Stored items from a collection
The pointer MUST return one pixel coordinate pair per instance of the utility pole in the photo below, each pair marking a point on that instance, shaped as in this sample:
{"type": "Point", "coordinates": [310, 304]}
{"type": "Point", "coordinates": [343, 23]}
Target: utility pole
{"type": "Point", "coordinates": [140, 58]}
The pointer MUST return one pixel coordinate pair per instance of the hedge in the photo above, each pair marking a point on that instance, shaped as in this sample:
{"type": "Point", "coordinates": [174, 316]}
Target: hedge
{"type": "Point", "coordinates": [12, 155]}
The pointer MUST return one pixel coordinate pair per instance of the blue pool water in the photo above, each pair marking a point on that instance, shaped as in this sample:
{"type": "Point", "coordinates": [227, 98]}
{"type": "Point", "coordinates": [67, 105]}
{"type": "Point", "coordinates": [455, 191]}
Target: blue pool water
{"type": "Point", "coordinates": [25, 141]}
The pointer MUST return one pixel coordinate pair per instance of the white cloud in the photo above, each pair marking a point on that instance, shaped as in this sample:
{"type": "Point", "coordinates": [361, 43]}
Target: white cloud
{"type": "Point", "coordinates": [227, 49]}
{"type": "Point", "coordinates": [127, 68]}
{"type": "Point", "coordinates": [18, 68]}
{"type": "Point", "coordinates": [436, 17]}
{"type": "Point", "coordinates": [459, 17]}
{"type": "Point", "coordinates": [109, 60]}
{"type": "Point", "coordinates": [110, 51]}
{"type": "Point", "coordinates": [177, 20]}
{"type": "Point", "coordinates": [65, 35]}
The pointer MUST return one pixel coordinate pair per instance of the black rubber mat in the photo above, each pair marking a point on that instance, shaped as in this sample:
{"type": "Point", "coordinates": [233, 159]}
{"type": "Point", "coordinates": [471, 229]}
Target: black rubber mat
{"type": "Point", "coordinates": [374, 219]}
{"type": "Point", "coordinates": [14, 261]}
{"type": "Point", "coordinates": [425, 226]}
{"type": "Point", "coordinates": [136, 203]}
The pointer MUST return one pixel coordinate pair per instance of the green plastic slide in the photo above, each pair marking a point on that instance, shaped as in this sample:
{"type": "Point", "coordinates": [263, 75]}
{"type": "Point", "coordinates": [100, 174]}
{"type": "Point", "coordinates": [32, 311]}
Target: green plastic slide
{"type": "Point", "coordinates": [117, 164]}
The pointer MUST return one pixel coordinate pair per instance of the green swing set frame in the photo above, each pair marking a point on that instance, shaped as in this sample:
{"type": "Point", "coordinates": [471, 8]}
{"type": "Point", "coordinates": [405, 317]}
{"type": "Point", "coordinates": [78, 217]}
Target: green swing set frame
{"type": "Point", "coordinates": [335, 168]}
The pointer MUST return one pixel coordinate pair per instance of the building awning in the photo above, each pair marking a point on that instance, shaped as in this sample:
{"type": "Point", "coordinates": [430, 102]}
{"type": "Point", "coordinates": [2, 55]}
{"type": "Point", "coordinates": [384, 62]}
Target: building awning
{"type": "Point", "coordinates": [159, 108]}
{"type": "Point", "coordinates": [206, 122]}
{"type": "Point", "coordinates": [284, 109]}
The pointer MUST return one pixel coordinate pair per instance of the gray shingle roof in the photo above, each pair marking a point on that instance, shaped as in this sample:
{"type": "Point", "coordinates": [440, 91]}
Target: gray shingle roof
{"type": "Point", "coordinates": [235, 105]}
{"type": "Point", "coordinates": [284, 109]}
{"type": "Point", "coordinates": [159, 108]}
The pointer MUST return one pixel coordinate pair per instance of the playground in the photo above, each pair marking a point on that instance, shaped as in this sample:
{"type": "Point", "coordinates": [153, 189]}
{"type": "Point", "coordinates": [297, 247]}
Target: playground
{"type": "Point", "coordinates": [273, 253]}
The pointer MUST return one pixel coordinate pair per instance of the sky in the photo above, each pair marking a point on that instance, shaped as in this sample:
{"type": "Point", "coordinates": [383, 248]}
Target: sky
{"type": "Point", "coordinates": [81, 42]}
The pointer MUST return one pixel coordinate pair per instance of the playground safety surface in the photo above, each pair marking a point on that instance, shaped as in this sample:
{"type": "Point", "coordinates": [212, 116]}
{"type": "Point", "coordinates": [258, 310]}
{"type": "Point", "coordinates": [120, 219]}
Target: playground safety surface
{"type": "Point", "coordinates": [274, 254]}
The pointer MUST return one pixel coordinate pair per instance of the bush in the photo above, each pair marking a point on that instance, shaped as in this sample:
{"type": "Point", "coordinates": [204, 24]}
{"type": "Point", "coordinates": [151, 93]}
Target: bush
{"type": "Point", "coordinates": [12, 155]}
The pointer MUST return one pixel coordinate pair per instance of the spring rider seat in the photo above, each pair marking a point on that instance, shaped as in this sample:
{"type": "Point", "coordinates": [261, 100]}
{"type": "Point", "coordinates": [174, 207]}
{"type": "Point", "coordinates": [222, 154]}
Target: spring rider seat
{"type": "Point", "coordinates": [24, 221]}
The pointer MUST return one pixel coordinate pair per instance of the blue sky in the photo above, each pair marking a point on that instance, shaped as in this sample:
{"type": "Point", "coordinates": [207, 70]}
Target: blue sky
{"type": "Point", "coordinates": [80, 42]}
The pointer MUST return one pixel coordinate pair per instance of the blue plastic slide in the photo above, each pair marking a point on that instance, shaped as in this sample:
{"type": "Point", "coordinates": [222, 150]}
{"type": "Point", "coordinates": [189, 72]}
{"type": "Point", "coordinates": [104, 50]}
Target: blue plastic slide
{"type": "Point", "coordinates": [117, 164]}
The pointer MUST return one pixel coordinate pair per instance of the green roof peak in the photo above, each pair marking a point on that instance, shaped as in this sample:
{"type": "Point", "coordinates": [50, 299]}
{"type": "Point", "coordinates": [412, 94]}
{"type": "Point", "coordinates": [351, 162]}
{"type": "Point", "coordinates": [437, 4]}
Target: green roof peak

TO DO — Can you rewrite the whole listing with every "pointer" changed to "annotator" and nothing else altered?

RESULT OF THIS TASK —
The annotator MUST return one pixel coordinate pair per instance of the utility pole in the photo below, each pair marking a point on that instance, shaped as in this sample:
{"type": "Point", "coordinates": [310, 304]}
{"type": "Point", "coordinates": [343, 23]}
Target: utility pole
{"type": "Point", "coordinates": [140, 58]}
The annotator MUST return one pixel coordinate pair per instance of the hedge in the photo above, each pair marking a point on that instance, shaped as in this sample:
{"type": "Point", "coordinates": [174, 316]}
Target: hedge
{"type": "Point", "coordinates": [12, 155]}
The annotator MUST return one pixel coordinate pair per instance of the blue pool water in the photo above, each pair marking a point on that instance, shaped as in this sample:
{"type": "Point", "coordinates": [227, 98]}
{"type": "Point", "coordinates": [67, 105]}
{"type": "Point", "coordinates": [455, 191]}
Target: blue pool water
{"type": "Point", "coordinates": [25, 141]}
The annotator MUST return one pixel coordinate pair per instance of the white cloud in the photo above, each pair marking a point on that instance, shaped as in this sample:
{"type": "Point", "coordinates": [361, 43]}
Target: white cloud
{"type": "Point", "coordinates": [227, 49]}
{"type": "Point", "coordinates": [127, 68]}
{"type": "Point", "coordinates": [18, 68]}
{"type": "Point", "coordinates": [436, 17]}
{"type": "Point", "coordinates": [459, 17]}
{"type": "Point", "coordinates": [109, 60]}
{"type": "Point", "coordinates": [110, 51]}
{"type": "Point", "coordinates": [177, 20]}
{"type": "Point", "coordinates": [65, 35]}
The annotator MUST return one pixel coordinate pair per instance of the black rubber mat in the photo above, each pair marking a point on that instance, shaped as in this sample:
{"type": "Point", "coordinates": [233, 159]}
{"type": "Point", "coordinates": [471, 229]}
Target: black rubber mat
{"type": "Point", "coordinates": [374, 219]}
{"type": "Point", "coordinates": [14, 261]}
{"type": "Point", "coordinates": [425, 226]}
{"type": "Point", "coordinates": [136, 203]}
The annotator MUST return one pixel coordinate pair per instance of the green plastic slide in the photo above, each pair marking a point on that instance, shaped as in this sample:
{"type": "Point", "coordinates": [263, 75]}
{"type": "Point", "coordinates": [100, 174]}
{"type": "Point", "coordinates": [32, 311]}
Target: green plastic slide
{"type": "Point", "coordinates": [117, 164]}
The annotator MUST return one pixel coordinate pair per instance of the green swing set frame in the photo above, each pair marking a point on that instance, shaped as in this sample:
{"type": "Point", "coordinates": [471, 8]}
{"type": "Point", "coordinates": [405, 317]}
{"type": "Point", "coordinates": [78, 217]}
Target: green swing set frame
{"type": "Point", "coordinates": [335, 168]}
The annotator MUST return one pixel coordinate pair per instance of the building awning in the photo above, each pair marking a point on that instance, shaped as in this sample:
{"type": "Point", "coordinates": [430, 102]}
{"type": "Point", "coordinates": [2, 55]}
{"type": "Point", "coordinates": [384, 62]}
Target: building awning
{"type": "Point", "coordinates": [159, 108]}
{"type": "Point", "coordinates": [206, 122]}
{"type": "Point", "coordinates": [284, 109]}
The annotator MUST return one pixel coordinate pair per instance of the gray shingle roof in the photo above, each pair marking a point on that instance, shaped as in this sample:
{"type": "Point", "coordinates": [440, 91]}
Target: gray shingle roof
{"type": "Point", "coordinates": [235, 105]}
{"type": "Point", "coordinates": [284, 109]}
{"type": "Point", "coordinates": [159, 108]}
The annotator MUST return one pixel coordinate pair per instance of the playground in the photo above, each pair marking a point on that instance, shaped as in this sample:
{"type": "Point", "coordinates": [153, 189]}
{"type": "Point", "coordinates": [297, 247]}
Target: playground
{"type": "Point", "coordinates": [273, 253]}
The annotator MUST return one pixel coordinate pair per instance of the sky in the photo above, each pair marking a point on that instance, shaped as in this sample:
{"type": "Point", "coordinates": [383, 248]}
Target: sky
{"type": "Point", "coordinates": [81, 42]}
The annotator MUST return one pixel coordinate pair per instance of the playground safety surface in the photo above, each pair marking a point on that instance, shaped as in this sample:
{"type": "Point", "coordinates": [212, 116]}
{"type": "Point", "coordinates": [258, 310]}
{"type": "Point", "coordinates": [120, 219]}
Target: playground safety surface
{"type": "Point", "coordinates": [274, 254]}
The annotator MUST return one pixel coordinate pair per instance of the bush in the photo above, each pair marking a point on that instance, shaped as in this sample:
{"type": "Point", "coordinates": [204, 24]}
{"type": "Point", "coordinates": [151, 93]}
Target: bush
{"type": "Point", "coordinates": [12, 155]}
The annotator MUST return one pixel coordinate pair per instance of the spring rider seat in the photo above, each pair marking a point on that instance, shaped as in this sample:
{"type": "Point", "coordinates": [261, 100]}
{"type": "Point", "coordinates": [174, 207]}
{"type": "Point", "coordinates": [222, 154]}
Target: spring rider seat
{"type": "Point", "coordinates": [24, 221]}
The annotator MUST return one pixel coordinate pair per instance of the blue sky in the photo above, each pair marking a point on that instance, shaped as in this sample:
{"type": "Point", "coordinates": [207, 70]}
Target: blue sky
{"type": "Point", "coordinates": [80, 42]}
The annotator MUST return one pixel coordinate pair per instance of the blue plastic slide in the photo above, each pair marking a point on that instance, shaped as in this sample:
{"type": "Point", "coordinates": [222, 150]}
{"type": "Point", "coordinates": [189, 72]}
{"type": "Point", "coordinates": [104, 50]}
Target: blue plastic slide
{"type": "Point", "coordinates": [117, 164]}
The annotator MUST return one pixel coordinate pair per instance of the green roof peak in the photo above, each pair marking a point on that instance, shaped as in this sample:
{"type": "Point", "coordinates": [50, 299]}
{"type": "Point", "coordinates": [412, 94]}
{"type": "Point", "coordinates": [351, 162]}
{"type": "Point", "coordinates": [437, 4]}
Target: green roof peak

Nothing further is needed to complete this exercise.